§ LAVORO DA FARE
**a.** Elenca i mari e gli oceani nominati nel discorso per i 40 anni della CRPM.
**b.** Scrivi il seguito del discorso per i 40 anni della CRPM, partendo subito dopo l'ultima frase riportata.

§ SEZIONE DEL DOCUMENTO
Saint Malò, 26-27 settembre 2013

Signor Ministro Le Drian, Presidente della Conferenza delle Regioni Periferiche e Marittime europee, cari colleghi, Signore e Signori,
prima di tutto voglio ringraziare per questo invito, in occasione del 40° anniversario della CRPM.

E’ trascorso oltre un decennio da quando ho avuto l’onore di svolgere l’incarico di Presidente della Conferenza delle Regioni Periferiche e Marittime. Di quell’esperienza serbo un ricordo vivo e positivo: sia dei colleghi delle diverse Regioni, dal Baltico all’Atlantico, dal Mare del nord al Mediterraneo; sia dei collaboratori, qui a Rennes. Per tutti voglio ricordare Xavier Gizard, di recente scomparso, con il quale molti di noi – e certamente tutti quelli che in una fase hanno assunto la responsabilità della Presidenza – hanno avuto rapporti, apprezzandone intelligenza, impegno, una dedizione che ha contribuito in modo significativo al rafforzamento e alla estensione della nostra Associazione.
Ancor più resto convinto – passando all’attualità e non più ai sentimenti della memoria – del ruolo importante che svolge la Conferenza delle Regioni Periferiche e Marittime, non solo per i territori e le loro esigenze di sviluppo, le loro potenzialità e vocazioni, ma per la stessa Unione Europea.

La Conferenza delle Regioni Periferiche e Marittime per tempo – e prima di altri – si è concentrata su obiettivi come la programmazione territoriale nel quadro di uno sviluppo socialmente giusto e ambientalmente sostenibile; sull’importanza del mare, non solo dell’economia del mare, della pesca, dei trasporti marittimi, ma anche di una cultura cioè di una visione generale della vita e delle attività umane che impedisca all’Europa di adagiarsi in visioni unilaterali, esclusivamente definite in orizzonti continentali; sulla necessità di un’economia equilibrata, orientata da solidarietà non da assistenzialismi, perché l’Europa non può essere caratterizzata da una o due locomotive, capaci di trainare un convoglio e in grado di tracciarne la direzione, e da tanti vagoni più o meno significativi o sopportati, ma tutti ininfluenti e subalterni.

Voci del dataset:
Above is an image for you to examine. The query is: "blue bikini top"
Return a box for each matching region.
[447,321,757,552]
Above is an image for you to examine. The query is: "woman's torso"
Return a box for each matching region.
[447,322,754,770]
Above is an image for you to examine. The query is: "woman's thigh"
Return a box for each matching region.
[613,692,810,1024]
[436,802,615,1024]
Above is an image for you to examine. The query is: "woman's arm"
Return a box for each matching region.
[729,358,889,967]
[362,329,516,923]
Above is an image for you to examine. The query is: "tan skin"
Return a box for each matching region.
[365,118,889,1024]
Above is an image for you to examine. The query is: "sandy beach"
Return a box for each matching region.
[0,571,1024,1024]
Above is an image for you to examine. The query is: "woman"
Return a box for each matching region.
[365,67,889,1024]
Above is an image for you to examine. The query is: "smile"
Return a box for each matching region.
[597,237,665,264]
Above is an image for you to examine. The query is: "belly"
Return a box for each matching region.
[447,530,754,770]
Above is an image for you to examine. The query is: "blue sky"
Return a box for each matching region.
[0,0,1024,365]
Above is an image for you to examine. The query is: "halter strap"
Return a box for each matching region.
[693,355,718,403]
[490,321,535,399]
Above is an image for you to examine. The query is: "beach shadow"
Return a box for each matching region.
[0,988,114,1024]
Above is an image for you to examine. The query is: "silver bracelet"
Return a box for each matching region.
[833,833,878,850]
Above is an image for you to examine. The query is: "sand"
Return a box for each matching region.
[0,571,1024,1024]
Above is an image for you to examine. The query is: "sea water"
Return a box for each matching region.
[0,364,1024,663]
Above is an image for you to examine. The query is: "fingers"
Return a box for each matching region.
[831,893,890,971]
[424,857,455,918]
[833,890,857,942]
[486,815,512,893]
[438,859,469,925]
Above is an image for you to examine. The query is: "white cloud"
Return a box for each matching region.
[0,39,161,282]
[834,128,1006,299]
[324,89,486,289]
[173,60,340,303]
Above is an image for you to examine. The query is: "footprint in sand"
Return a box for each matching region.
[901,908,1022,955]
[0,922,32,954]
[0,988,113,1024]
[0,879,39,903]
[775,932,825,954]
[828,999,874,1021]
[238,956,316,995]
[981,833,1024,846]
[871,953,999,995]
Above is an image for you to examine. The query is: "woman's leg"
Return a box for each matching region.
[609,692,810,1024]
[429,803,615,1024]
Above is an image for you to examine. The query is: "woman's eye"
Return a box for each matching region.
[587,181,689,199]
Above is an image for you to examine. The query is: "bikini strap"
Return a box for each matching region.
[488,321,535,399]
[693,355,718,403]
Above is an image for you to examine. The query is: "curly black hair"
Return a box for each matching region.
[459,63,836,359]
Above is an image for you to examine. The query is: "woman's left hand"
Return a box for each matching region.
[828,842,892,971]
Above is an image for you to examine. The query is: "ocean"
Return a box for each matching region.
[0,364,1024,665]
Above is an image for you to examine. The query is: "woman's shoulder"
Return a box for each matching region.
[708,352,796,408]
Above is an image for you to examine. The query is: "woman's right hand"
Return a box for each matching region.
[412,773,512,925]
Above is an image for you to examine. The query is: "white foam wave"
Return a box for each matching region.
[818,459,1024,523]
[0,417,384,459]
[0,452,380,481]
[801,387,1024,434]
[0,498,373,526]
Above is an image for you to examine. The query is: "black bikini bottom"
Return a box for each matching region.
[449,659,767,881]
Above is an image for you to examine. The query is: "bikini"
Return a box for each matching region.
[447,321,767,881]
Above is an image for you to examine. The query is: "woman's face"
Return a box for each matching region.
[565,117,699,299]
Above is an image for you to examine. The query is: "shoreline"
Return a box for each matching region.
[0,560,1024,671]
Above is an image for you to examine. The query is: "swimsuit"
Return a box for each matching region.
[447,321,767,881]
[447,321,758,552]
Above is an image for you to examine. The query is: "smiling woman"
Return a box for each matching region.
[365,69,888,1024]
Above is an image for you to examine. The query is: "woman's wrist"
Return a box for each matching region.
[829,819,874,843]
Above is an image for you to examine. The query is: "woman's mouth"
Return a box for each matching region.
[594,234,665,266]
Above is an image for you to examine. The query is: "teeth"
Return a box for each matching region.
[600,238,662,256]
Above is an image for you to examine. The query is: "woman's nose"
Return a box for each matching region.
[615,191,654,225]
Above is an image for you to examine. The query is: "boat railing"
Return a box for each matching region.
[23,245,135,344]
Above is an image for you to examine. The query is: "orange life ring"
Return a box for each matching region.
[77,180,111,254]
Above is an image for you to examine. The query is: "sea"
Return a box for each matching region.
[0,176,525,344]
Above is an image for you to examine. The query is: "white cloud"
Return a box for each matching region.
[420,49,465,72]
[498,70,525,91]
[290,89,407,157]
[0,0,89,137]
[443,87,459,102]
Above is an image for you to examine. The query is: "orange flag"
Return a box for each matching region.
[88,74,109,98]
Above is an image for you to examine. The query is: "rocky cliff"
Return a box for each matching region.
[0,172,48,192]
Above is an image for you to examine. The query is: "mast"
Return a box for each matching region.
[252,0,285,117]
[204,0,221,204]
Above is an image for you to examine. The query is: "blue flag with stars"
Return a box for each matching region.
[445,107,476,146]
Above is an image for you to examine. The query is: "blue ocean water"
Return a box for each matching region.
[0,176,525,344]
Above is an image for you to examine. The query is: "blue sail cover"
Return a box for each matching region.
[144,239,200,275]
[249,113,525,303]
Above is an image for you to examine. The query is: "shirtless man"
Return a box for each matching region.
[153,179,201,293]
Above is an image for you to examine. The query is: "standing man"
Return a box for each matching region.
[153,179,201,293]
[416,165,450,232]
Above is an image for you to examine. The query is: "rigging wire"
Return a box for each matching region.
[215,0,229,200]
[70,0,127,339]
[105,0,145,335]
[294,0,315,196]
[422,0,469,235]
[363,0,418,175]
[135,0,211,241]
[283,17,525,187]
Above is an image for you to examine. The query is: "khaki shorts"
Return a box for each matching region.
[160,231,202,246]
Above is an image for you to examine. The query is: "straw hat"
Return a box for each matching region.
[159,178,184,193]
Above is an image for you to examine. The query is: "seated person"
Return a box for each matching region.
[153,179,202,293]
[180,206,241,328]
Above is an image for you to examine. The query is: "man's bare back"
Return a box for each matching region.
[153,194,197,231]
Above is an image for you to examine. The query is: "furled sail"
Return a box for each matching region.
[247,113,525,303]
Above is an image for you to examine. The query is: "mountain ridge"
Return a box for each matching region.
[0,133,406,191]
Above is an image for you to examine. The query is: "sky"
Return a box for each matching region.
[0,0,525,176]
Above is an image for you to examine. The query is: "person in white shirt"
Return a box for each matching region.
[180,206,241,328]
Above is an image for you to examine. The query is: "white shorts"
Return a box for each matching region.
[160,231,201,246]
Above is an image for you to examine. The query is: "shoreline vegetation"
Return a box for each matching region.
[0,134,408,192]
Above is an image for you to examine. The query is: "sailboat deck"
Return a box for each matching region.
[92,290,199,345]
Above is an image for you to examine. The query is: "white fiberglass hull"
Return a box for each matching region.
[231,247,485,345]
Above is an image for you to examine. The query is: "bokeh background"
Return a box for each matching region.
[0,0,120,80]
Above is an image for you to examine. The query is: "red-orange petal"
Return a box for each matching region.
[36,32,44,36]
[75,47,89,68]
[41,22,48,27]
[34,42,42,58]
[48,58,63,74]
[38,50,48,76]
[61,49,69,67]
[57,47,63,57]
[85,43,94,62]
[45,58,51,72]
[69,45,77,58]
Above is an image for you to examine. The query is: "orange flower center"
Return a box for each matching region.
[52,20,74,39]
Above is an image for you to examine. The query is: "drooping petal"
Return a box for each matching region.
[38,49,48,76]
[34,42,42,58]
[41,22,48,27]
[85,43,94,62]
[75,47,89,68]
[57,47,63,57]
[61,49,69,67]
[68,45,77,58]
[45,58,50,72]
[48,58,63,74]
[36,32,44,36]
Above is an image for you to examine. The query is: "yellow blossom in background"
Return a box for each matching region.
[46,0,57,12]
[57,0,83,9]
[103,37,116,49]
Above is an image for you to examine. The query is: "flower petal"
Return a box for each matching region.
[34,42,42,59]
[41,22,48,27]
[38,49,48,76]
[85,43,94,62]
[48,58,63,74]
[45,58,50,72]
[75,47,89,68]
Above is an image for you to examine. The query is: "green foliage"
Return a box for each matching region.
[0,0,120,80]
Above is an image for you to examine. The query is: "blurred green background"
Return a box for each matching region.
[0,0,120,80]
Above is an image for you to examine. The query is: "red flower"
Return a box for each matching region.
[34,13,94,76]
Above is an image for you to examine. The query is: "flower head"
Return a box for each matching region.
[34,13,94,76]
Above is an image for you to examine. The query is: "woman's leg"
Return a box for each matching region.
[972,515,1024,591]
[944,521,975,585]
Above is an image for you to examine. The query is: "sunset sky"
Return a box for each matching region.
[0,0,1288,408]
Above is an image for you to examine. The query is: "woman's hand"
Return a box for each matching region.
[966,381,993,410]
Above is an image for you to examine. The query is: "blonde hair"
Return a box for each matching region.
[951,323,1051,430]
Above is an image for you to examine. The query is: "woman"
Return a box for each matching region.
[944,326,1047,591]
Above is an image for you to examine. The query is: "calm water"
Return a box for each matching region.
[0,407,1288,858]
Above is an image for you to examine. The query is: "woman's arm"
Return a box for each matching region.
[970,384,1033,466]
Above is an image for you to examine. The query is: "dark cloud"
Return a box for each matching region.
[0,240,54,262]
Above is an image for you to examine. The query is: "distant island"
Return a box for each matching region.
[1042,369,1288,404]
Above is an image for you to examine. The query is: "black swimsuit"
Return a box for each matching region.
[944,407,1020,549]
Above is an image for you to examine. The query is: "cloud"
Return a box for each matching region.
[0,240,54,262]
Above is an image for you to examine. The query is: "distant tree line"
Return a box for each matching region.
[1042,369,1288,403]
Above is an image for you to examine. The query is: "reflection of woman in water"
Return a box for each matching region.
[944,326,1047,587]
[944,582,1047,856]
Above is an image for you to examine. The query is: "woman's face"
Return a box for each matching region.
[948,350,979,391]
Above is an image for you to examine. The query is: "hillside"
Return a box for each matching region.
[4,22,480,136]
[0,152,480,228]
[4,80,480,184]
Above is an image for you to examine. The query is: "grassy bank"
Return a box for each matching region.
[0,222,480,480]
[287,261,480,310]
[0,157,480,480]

§ RISPOSTE ALL'ESERCIZIO
**a.** Baltico, Atlantico, Mare del nord, Mediterraneo

**b.**
Senza coesione e benessere diffuso l’Unione Europea non potrebbe avere il futuro che è stato sognato da quanti, in modo lungimirante, ne sono stati gli artefici.
Lo abbiamo, almeno noi, avuto sempre chiaro: oggi mi sembra che in tanti se ne rendano conto, dietro l’urto di una crisi mondiale, non nata sul nostro continente, ma che ha colpito con particolare durezza l’Europa. Ed ancora non ne siamo usciti.
Chi ha colpito? Certo tutti, ma in modo più pesante i settori più deboli della società, i giovani in cerca di lavoro, quanti hanno perso l’occupazione, fossero lavoratori dipendenti o imprenditori, gli anziani; certo tutti, ma in modo più pesante i territori periferici, quelli che hanno visto non sollecitate e promosse ma compresse potenzialità che sarebbero state importanti, oggi, per l’insieme dell’Europa.

Perché da noi, in Europa, la crisi ha – purtroppo non possiamo ancora parlarne compiutamente al passato – non solo una intensità, ma una durata temporale così prolungata?
Perché l’Unione ha scelto di affrontarla solo con misure di austerità, svincolate da politiche per rilanciare lo sviluppo, l’occupazione, da interventi in grado di mettere al centro i territori e la coesione.
Il risultato è sotto i nostri occhi: 26 milioni di disoccupati.
Bisogna cambiare strada: qualche segno diverso, qualche decisione nuova, all’ultimo Consiglio europeo si sono visti. Non è sufficiente.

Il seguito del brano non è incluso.